* Set exercise
Quote each of the following items line by line, without changing a single character.

** start Data section **

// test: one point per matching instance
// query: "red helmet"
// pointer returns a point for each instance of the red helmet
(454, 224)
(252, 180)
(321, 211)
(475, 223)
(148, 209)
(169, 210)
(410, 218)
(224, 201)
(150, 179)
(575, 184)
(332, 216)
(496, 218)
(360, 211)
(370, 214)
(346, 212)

** end Data section **

* Reply to the task
// test: one point per matching instance
// query: "red helmet"
// pointer returns a point for each instance of the red helmet
(454, 224)
(252, 180)
(321, 211)
(475, 223)
(148, 209)
(169, 210)
(410, 218)
(224, 201)
(150, 179)
(575, 184)
(332, 216)
(496, 218)
(360, 211)
(370, 214)
(346, 212)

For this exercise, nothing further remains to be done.